START PAGE EXCERPT
When retired Capt. Ryan Kules first met Col. John Groves in 2005, there wasn’t any time for small talk.
“I’m sorry I didn’t introduce myself properly the first time we met,” Kules said to Groves in 2005.
“Well, you were dead when we met, so….,” Groves said, now Madigan Army Medical Center’s chief nursing officer.
Groves and Kules met a second time after a chance reunion at Fort Riley, Kan., in 2007. The two had another reunion Feb. 3 when Kules was a guest speaker at the 116th Army Nurse Corps Anniversary celebration at Madigan.
The two first met Nov. 29, 2005, in Taji, Iraq, when Kules was rushed to the combat support hospital after his patrol team was hit by several improvised explosive devices. Two Soldiers who were with Kules were killed in action.
Kules was thrown from his vehicle. Recovery teams were able to rescue him on to a helicopter where they immediately began performing CPR.
“He came in — no right arm, no left leg,” Groves said. “Basically every bone in his body was broken, and the nurses were struggling to get a central line into his right femoral artery. He was pretty much dead when he got to us.”
Up until 2007, Groves provided care for more than 6,000 patients, only a handful of which he can remember details.
Kules happened to be one of those patients he remembers.
After overhearing a conversation about Kules’s case, Groves quickly asked about him and the two were able to reconnect.
Fast forward to 2017, and Kules, now a husband and father of three, speaks nothing but praise about the doctors, nurses and flight medics who saved his life that day, including Groves.
END PAGE EXCERPT
START MATERIAL SHOWN
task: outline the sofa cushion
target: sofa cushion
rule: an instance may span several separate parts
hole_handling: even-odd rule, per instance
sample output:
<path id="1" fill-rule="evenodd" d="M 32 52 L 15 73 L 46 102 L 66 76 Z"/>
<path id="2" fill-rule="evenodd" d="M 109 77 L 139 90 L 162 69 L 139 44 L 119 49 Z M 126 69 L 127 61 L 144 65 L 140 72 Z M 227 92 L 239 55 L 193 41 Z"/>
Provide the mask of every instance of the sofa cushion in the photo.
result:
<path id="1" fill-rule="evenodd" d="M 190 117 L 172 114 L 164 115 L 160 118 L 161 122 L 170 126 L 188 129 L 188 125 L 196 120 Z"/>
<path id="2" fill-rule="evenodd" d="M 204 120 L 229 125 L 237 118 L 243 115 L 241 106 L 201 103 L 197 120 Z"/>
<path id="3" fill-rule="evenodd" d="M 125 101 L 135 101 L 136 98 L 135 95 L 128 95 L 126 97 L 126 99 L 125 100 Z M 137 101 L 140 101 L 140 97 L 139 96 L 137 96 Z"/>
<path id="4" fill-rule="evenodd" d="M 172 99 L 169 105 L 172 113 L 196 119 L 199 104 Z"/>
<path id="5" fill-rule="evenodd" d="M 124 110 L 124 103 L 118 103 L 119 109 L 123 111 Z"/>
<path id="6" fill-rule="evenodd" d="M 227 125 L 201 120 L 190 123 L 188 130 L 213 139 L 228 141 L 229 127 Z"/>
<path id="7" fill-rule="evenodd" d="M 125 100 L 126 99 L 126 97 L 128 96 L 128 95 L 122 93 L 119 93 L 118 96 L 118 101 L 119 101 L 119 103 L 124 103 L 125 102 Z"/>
END MATERIAL SHOWN
- _YOUR TASK_
Write out the part of the article about Kules and Groves that opens with the words containing "Kules was thrown" and closes with "can remember details.", replacing "helicopter" with "aircraft".

- _COMPLETED TASK_
Kules was thrown from his vehicle. Recovery teams were able to rescue him on to a aircraft where they immediately began performing CPR.
“He came in — no right arm, no left leg,” Groves said. “Basically every bone in his body was broken, and the nurses were struggling to get a central line into his right femoral artery. He was pretty much dead when he got to us.”
Up until 2007, Groves provided care for more than 6,000 patients, only a handful of which he can remember details.